=== Quoted text ===
◆ ◆ ◆ ◆ ◆

Since I also deal alot with Options, Here is my reason for using
sqrt(365).

Should you use 365 ( the number of calendar days ) or 256 ( the number
of trading days), I believe there is no absolutely correct answer. I use
365 mainly for consistency. One of the key functions in an option's
price is time ( t). The time component is expressed in terms of
fractions of a year and is universally thought of as Sqrt(calendar
days/365) as opposed to Sqrt(trading days / 256).

This 365 day calendar effect can be best demonstrated by looking at the
price behavior of an option from Friday afternoon to Monday morning. All
other things being equal, the option's price will drop more from Friday
afternoon to Monday morning than it would from Thursday afternoon to
Friday Morning. That's because you have about 2 3/4 days of time decay
of the weekend instead of the usual 3/4 day of decay during the week.
Just to be consistent with the way options behave in the real world, I
use 365, the number of calendar days. If you use 256, the options price
decline would be smooth every trading day, no matter how many calendar
days transpired between trading periods.

There is an even more troubling problem when you use the number of
trading days, and that has to do with an assets expected rate-of-return
and risk over the course of a year. The formula for volatility is the
annualized daily standard deviation. Recall that you calculate
volatility by multiplying the standard deviation figure by the square
root of the number of periods in a year. If you use 256( now) because
that is the number of trading days in a year, that means you'll have to
use some other number when the number of trading days per year is
modified. That means adding trading days would increase volatility,
eliminating trading days would decrease volatility. Trouble is, changing
the available trading periods has already happened several times, and
the real world results refute this notion.

◆ ◆ ◆ ◆ ◆

=== Dataset content ===
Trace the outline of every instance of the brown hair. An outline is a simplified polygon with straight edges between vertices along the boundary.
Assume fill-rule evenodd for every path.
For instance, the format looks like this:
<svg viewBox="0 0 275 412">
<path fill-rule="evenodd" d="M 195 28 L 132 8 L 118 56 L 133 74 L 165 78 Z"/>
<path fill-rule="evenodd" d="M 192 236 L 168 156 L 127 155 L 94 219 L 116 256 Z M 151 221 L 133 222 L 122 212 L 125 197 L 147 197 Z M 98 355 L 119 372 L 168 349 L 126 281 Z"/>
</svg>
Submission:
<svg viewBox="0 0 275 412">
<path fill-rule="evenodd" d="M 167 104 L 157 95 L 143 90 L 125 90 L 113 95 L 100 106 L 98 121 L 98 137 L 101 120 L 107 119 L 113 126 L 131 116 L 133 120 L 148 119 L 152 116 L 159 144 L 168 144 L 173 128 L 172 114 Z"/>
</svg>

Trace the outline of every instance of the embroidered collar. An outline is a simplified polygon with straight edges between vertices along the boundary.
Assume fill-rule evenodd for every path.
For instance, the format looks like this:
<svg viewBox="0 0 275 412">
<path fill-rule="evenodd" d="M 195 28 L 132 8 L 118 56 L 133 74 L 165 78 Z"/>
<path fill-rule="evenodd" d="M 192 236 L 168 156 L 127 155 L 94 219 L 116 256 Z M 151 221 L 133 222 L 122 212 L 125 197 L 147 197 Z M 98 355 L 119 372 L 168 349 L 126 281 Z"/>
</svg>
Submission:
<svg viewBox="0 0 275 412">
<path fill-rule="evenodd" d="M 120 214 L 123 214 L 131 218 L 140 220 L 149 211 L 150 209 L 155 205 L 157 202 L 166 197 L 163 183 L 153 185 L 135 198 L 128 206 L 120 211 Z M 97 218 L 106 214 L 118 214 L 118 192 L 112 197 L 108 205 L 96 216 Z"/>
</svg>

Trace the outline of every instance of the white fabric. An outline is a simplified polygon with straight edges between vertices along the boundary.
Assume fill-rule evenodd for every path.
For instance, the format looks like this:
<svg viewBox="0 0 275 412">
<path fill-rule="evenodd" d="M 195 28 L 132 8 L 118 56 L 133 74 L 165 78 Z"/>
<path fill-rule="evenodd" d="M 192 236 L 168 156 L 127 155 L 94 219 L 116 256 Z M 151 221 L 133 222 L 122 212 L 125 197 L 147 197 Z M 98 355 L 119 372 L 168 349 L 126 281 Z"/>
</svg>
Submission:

◆ ◆ ◆ ◆ ◆

=== Written problem ===
Continue the post above on annualizing options volatility with 365 calendar days versus 256 trading days, starting after its final sentence.

=== The output ===
Prior to 1952 the stock market traded on Saturdays. That meant that
there were more than 300 trading days per year, instead of the current
256. When the NYSE made the change in 1952, did market risk shrink ? No.
Did market returns shrink? No. Would diminished returns even be a
logical expectation? No. Because volatility is a measure of risk and
reward, however, that is what should have happened based on a reduction
in the number of available trading days. Not only are those conclusions
illogical, they're not supported by actual events.

Another example is the proliferation of overseas and 24-hour trading.
Based on the increasing number of trading periods, using 256 days
previously would require that you use a larger number now for certain
assets ( like stock index futures traded on Globex). If you used a
volatility calculation model that used trading days in its calculation,
you'd need to increase the number of trading days to the appropriate
amount. With the standard deviation component constant, volatility
would have to increase due to the increased number of trading periods.

Some might argue that volatility would remain constant, even with the
increasing and decreasing trading periods. If that is true and you use
trading days to annualize volatility, increasing the number of trading
days would imply a smaller daily standard deviation figure. But does
increasing your sample size ( which you are effectively doing by
increasing the number of trading days) imply a reduction in the standard
deviation? Of course not.

It doesn't even make intuitive sense, and is not supported by empirical
data. Taken a step further, assuming that volatility remains constant
while increasing the number of available trading days means that
investors' reactions to news and events should result in smaller price
moves. For example, lets say that a stock goes from $10 to $12. A
smaller standard deviation of the price change means that the price
change must be smaller. So the constant volatility premise means that
investors are currently valuing the stock at an artificially high price
of 12 instead of correctly valuing it at a lower price, simply because
the markets are currently closed on weekends. That is wrong. The stock
is priced at 12 because the information about the stock that is
currently available warrants a price of 12. Saying that volatiltiy would
remain constant when the number of trading days changes implies that the
market is currently irrational and inefficient due to the absence of
weekend trading.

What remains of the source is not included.